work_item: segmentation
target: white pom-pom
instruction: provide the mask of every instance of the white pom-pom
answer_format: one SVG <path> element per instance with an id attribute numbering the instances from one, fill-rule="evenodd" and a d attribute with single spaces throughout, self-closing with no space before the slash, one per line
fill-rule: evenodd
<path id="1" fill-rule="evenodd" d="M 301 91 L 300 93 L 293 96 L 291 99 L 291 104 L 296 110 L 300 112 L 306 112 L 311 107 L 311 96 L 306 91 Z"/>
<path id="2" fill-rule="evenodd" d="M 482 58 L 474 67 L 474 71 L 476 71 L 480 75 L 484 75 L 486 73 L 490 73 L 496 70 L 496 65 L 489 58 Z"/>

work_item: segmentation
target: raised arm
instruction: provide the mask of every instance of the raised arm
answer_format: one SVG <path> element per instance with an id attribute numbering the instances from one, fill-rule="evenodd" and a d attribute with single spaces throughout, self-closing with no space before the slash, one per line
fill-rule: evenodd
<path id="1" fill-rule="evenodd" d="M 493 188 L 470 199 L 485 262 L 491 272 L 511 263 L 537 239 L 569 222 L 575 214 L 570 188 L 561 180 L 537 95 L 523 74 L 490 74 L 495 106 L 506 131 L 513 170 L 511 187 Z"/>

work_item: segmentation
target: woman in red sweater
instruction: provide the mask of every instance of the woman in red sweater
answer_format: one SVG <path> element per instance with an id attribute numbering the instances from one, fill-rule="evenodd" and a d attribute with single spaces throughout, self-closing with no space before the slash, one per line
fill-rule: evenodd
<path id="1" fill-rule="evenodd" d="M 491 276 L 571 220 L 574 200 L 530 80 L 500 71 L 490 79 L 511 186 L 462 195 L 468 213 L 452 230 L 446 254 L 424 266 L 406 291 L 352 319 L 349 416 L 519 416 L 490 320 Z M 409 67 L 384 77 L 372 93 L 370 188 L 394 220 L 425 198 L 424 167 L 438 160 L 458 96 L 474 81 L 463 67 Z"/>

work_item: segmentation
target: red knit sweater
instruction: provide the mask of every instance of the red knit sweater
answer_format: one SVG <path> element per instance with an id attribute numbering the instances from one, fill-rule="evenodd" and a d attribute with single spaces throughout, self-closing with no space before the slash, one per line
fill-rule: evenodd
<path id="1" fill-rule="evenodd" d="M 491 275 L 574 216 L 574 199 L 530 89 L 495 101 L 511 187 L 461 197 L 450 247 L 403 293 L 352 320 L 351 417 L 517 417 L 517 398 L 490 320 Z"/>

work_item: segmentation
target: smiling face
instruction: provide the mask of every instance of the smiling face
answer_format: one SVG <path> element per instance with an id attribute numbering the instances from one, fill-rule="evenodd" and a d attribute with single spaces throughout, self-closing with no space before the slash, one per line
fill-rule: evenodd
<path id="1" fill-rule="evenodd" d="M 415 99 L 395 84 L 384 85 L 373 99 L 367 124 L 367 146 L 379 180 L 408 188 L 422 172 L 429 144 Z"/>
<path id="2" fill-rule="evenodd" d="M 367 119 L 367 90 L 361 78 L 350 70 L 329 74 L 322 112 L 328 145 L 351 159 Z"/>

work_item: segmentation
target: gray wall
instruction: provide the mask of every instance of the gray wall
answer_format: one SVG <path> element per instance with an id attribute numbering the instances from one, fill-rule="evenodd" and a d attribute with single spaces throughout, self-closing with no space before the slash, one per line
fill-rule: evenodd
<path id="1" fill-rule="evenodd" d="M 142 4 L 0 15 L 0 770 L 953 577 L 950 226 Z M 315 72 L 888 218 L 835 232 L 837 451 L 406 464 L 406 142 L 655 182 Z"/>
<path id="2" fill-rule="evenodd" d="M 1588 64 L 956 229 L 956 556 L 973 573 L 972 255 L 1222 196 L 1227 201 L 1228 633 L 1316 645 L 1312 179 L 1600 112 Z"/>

## Activity
Where does "white" appear in the records above? Copy each line that holds it.

## Worked solution
target: white pom-pom
instruction: provide the mask of every instance of the white pom-pom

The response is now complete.